So long as this is so, peace and freedom will be in danger throughout our world. for wherever free men lose hope of progress, liberty will be weakened and the seeds of conflict will be sown.

But in working together to create that hope of progress, we raise barriers against tyranny and the war which tyranny breeds.

Oceans and great distances do not divide the human family in the sight of our Divine Creator. We are all His children. He teaches us to cherish and sustain one another.

And in joining hands against human suffering, we fulfill His teachings, which are shared by all our religions and all our peoples.

We respond to our common conviction that man is not a mere particle of matter, that he has a spiritual origin and destiny which bind him to his fellow men.

It is this concept of the brotherhood of man which inspires us in the great struggle on which we are launched.

III.

Our task is a great one. It will take many years to fulfill. Yet if we undertake it boldly, with wisdom and determination, we can and will succeed.

What are the steps that we should take? First, we must keep in mind our goal.

That goal is to enable free nations to achieve a momentum of economic progress which will make it possible for them to go forward in self-reliant growth.

Next, we must determine the means by which we are to achieve that goal.

[Point annotation records]

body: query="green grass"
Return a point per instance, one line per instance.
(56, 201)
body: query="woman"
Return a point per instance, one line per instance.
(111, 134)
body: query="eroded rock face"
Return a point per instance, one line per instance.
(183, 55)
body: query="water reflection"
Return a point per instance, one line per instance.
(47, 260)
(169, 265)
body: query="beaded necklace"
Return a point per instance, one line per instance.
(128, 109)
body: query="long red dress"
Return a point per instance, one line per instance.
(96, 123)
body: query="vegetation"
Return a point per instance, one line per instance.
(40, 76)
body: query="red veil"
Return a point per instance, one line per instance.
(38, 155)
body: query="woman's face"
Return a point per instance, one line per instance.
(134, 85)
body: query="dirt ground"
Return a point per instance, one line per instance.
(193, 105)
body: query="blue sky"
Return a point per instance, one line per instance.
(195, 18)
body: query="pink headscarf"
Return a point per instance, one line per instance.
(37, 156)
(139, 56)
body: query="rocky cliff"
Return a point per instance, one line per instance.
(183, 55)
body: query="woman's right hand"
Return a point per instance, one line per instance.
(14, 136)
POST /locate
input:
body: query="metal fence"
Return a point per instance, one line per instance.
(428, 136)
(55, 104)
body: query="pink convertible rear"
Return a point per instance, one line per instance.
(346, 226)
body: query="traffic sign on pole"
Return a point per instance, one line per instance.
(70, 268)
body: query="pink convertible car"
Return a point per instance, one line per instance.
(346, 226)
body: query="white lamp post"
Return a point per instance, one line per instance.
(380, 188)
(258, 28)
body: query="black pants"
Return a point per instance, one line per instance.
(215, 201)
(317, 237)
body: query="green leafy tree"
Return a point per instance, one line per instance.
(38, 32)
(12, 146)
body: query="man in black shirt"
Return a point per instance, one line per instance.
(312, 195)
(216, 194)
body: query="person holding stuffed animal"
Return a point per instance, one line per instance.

▸ **Set tasks**:
1/ According to the speech excerpt, what is the goal that must be kept in mind?
2/ Condense the paragraph of the speech excerpt that begins "Our task is a great one" into a single shorter sentence that keeps its main facts.
The records are material separate from the speech excerpt.

▸ **Per-task answers**:
1/ The goal is to enable free nations to achieve a momentum of economic progress that will let them go forward in self-reliant growth.

2/ Our task is great and will take many years, but if we undertake it boldly, with wisdom and determination, we can and will succeed.